**WRITTEN PROBLEM A**:
In the excerpt on measurement, where does the writer imagine the idea being debated centuries ago?

**SOURCE TEXT**:

* * * * * * *

No. It’s Galileo. Centuries ago it must have been breathtakingly innovative, whispered about in the corridors of the Vatican and debated in the salons of Florence. Or not. Perhaps just a random thought by a soon to be excommunicated polymath, scribbled in a diary and only later enshrined as wisdom.

What can it mean to us today? Let’s just say we seem to have taken it to heart. Ask anyone with a list of Key Performance Indicators in her job description. Ask anyone with a Fitbit or Apple Watch. Ask any teacher whose professional assessment is based on student reading and math scores. Any television executive awaiting word on the overnight ratings for a new show. Ask any stockroom worker at an Amazon facility. Measurement ‘R’ Us.

Perhaps our frenzied rushing about in search of profit margin is actually a way to send more employees’ children to college, to ensure productive and long-lived retirements, to encourage the cultural understanding offered by travel to far-flung ports of call, to enable a healthy and stable standard of living for the next generation.

* * * * * * *

(Records from an annotation dataset)
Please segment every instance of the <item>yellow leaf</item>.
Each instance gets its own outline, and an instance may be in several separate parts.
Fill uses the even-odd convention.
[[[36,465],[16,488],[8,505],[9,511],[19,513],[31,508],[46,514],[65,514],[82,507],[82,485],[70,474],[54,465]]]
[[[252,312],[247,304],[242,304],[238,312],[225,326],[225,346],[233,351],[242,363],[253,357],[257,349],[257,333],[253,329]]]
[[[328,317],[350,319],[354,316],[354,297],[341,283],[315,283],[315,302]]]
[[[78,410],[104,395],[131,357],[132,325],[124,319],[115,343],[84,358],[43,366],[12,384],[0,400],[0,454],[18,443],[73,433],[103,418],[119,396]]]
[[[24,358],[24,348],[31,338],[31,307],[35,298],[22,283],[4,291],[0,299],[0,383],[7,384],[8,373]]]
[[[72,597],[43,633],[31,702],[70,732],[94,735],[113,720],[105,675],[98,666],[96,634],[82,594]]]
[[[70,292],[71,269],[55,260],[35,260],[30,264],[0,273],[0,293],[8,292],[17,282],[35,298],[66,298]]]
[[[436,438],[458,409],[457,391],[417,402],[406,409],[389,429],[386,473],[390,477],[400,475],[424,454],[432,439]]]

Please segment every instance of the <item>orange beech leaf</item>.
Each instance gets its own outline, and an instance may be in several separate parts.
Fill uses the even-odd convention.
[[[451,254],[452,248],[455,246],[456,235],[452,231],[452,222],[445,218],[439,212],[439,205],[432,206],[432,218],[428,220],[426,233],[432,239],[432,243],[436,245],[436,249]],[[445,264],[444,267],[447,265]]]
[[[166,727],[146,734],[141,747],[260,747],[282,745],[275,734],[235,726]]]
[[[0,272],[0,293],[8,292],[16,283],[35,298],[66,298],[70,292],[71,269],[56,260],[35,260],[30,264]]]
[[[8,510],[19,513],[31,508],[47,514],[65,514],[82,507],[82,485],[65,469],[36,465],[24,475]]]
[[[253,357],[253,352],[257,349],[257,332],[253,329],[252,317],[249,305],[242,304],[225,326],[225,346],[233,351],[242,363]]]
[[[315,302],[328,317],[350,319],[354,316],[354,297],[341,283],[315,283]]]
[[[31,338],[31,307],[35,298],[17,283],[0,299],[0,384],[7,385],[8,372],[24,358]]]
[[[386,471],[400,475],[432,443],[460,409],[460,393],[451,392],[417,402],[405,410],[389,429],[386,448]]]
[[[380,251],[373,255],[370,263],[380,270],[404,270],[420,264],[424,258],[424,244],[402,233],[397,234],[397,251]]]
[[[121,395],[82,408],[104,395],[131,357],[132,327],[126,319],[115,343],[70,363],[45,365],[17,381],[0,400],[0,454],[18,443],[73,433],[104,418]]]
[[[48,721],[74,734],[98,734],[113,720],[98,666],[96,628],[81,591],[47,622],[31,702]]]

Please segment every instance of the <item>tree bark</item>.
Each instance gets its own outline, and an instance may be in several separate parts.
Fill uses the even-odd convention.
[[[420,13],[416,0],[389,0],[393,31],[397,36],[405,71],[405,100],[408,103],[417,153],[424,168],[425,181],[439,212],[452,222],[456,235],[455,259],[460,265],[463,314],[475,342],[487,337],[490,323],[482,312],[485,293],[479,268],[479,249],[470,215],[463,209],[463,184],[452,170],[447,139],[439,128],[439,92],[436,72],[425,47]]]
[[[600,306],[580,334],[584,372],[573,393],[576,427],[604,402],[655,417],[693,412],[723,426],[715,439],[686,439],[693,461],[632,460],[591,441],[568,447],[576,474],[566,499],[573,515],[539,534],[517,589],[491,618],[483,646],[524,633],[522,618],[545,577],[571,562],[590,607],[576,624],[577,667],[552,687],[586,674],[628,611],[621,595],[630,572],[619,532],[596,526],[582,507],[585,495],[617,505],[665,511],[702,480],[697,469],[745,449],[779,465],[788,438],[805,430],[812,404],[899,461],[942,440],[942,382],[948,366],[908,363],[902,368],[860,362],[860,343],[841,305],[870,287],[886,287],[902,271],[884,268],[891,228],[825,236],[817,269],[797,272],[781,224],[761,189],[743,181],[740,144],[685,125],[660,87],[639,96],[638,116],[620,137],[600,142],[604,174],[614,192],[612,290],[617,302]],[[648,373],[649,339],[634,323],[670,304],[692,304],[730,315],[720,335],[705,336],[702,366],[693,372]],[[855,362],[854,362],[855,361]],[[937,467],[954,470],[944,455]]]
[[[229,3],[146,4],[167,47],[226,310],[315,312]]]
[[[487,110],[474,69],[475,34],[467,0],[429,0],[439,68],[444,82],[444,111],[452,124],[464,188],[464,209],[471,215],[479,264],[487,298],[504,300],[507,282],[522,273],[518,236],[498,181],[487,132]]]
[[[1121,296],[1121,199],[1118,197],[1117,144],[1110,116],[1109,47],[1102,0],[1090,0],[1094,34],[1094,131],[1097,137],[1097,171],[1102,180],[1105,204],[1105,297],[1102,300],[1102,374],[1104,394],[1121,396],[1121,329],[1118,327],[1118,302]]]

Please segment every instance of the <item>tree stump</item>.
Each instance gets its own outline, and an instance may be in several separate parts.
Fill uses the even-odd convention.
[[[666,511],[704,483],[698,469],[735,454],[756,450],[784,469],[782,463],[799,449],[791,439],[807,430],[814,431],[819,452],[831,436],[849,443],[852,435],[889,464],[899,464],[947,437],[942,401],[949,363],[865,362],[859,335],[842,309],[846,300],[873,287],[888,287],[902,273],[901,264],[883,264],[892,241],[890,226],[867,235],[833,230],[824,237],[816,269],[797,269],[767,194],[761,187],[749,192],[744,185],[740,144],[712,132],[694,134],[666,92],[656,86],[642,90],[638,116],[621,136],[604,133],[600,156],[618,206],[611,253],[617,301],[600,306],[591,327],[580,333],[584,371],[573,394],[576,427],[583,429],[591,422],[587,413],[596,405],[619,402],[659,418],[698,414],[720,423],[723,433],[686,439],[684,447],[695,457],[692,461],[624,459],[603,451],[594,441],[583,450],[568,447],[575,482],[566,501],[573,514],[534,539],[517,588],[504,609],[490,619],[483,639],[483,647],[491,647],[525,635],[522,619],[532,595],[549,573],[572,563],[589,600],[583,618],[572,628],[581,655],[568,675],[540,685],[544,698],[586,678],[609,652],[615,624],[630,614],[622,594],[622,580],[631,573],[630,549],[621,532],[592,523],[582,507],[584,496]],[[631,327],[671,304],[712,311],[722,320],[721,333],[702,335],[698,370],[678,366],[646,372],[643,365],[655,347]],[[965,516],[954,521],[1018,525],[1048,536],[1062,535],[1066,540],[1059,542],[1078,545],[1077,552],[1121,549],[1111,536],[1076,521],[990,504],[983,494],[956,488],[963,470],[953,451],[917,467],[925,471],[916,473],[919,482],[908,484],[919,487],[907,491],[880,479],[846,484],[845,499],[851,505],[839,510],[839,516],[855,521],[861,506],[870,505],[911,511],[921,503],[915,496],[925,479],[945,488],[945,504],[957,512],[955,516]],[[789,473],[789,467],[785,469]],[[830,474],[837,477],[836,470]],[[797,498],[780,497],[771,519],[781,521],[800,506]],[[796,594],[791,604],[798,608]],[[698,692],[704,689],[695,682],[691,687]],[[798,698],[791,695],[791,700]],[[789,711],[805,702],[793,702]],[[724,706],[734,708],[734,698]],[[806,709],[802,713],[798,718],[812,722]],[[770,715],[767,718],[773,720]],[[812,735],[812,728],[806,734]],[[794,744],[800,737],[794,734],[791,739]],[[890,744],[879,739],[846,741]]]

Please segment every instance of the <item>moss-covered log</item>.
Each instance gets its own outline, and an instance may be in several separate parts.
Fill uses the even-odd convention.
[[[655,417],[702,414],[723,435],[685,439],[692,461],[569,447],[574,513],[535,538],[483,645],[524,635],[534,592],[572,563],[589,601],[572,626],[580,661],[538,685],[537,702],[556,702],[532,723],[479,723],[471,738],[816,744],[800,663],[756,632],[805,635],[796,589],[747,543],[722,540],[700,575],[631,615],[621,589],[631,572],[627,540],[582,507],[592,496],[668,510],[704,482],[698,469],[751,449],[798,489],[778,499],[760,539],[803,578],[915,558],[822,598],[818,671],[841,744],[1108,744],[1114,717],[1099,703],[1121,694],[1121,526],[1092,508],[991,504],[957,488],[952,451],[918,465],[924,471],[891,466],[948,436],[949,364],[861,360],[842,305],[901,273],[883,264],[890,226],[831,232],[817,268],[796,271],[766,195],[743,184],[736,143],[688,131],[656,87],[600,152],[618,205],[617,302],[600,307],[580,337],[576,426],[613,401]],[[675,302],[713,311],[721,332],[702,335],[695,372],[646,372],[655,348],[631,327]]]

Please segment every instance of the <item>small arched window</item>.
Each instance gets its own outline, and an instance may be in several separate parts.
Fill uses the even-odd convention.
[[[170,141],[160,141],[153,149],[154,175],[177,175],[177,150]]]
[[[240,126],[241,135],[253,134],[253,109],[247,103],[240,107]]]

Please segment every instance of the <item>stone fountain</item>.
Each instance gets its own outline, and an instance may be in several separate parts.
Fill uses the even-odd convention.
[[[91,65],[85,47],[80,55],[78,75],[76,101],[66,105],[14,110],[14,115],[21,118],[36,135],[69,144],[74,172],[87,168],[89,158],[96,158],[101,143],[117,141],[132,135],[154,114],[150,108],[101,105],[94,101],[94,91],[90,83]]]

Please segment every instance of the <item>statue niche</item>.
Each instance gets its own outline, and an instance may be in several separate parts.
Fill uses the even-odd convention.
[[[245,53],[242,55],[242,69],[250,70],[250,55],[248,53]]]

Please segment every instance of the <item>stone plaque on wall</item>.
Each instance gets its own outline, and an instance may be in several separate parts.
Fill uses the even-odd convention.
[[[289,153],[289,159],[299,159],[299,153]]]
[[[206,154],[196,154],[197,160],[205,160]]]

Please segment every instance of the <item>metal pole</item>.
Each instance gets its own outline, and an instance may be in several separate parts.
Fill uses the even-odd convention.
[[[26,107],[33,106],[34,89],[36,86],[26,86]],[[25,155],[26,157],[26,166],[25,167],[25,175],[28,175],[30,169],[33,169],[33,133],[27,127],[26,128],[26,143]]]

* * * * * * *

**WRITTEN PROBLEM B**:
Please count the lines in the records that contain the string "tree", and reply with the number alone.

**RIGHT ANSWER A**:
In the salons of Florence.

**RIGHT ANSWER B**:
2